[Start of section]

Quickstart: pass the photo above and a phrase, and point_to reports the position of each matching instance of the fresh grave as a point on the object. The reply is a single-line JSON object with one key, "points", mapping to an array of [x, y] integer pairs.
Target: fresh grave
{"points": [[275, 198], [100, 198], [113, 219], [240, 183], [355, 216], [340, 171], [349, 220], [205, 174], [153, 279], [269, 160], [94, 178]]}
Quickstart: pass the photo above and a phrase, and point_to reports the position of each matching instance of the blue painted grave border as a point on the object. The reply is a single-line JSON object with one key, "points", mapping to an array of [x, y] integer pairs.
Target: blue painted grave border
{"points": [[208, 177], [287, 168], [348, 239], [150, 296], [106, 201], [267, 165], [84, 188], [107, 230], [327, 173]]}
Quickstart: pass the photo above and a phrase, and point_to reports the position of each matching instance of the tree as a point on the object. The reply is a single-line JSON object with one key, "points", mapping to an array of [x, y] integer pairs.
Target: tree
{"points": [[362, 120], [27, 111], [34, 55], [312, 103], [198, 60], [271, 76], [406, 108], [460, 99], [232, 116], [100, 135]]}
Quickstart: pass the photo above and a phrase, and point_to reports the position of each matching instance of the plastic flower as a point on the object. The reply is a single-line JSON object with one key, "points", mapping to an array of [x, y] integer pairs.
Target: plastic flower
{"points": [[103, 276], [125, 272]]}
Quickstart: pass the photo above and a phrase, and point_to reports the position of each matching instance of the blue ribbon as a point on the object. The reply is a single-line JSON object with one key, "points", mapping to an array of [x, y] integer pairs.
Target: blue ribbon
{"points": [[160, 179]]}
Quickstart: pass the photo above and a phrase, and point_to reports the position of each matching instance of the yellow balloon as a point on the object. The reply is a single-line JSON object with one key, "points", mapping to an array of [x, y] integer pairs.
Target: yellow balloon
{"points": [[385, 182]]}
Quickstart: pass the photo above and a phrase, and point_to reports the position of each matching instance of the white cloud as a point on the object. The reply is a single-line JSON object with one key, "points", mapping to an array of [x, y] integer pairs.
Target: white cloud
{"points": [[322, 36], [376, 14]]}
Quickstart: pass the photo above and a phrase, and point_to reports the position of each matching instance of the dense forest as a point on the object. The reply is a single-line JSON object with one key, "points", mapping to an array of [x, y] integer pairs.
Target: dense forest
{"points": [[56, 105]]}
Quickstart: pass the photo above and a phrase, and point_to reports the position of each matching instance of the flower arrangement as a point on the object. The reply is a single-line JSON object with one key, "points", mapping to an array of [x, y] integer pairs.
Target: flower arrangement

[End of section]

[PROBLEM TO SOLVE]: Would you output every record above exactly as it stands?

[WRITTEN REPLY]:
Quickstart: pass the photo above and a phrase, and point_to reports the position of each matching instance of the fresh grave as a point on the object. The reply is a single-line JSON object with one key, "points", mapping to an array of [x, y] integer pairs.
Target: fresh grave
{"points": [[275, 198], [100, 198], [113, 219], [240, 183], [355, 216], [340, 171], [349, 220], [205, 174], [153, 279], [269, 160], [94, 178]]}
Quickstart: pass the photo above and a phrase, and point_to reports the position of each matching instance of the blue painted grave border as a point on the object. The reply is a single-line JSON object with one key, "points", mapping to an array of [x, y] integer pairs.
Target: blue painted grave border
{"points": [[208, 177], [287, 168], [348, 239], [150, 296], [106, 201], [267, 165], [84, 188], [107, 230], [327, 173]]}
Quickstart: pass the photo above and a phrase, and point_to reports the position of each matching instance of the tree as a point on the object. The reply is a single-line JSON object with one key, "points", mapping to an array of [x, y] integer pairs.
Target: tree
{"points": [[362, 120], [27, 111], [34, 55], [312, 103], [198, 60], [271, 76], [406, 108], [460, 99], [232, 116], [100, 135]]}
Quickstart: pass the photo above and a phrase, and point_to reports the position of each matching instance of the plastic flower as a point on the object. The reply is a single-line JSON object with one key, "points", mapping to an array of [x, y] integer pairs.
Target: plastic flower
{"points": [[103, 276], [125, 272]]}
Quickstart: pass the photo above and a phrase, and point_to reports the position of each matching instance of the blue ribbon as a point on the object. The reply is a single-line JSON object with one key, "points", mapping to an array of [x, y] integer pairs.
Target: blue ribbon
{"points": [[160, 179]]}
Quickstart: pass the photo above and a phrase, and point_to reports the position of each matching instance of the yellow balloon as a point on the object. The reply is a single-line JSON object with one key, "points", mapping to an array of [x, y] integer pairs.
Target: yellow balloon
{"points": [[385, 182]]}
Quickstart: pass the photo above and a phrase, and point_to reports the position of each matching instance of the white cloud as a point on the object. The reply is a single-line JSON object with one key, "points", mapping to an array of [x, y] integer pairs.
Target: white cloud
{"points": [[322, 36], [376, 14]]}
Quickstart: pass the photo above and a phrase, and point_to reports the position of each matching instance of the dense forest as a point on the object. The reply is a single-line JSON object with one key, "points", mapping to an array of [x, y] integer pairs.
Target: dense forest
{"points": [[56, 105]]}
Quickstart: pass the photo above and a phrase, and point_to reports the position of each matching instance of the flower arrangement as a point on the object. The reply is a single-line JSON object with one key, "points", mapping to an array of [x, y] integer pairs.
Target: flower arrangement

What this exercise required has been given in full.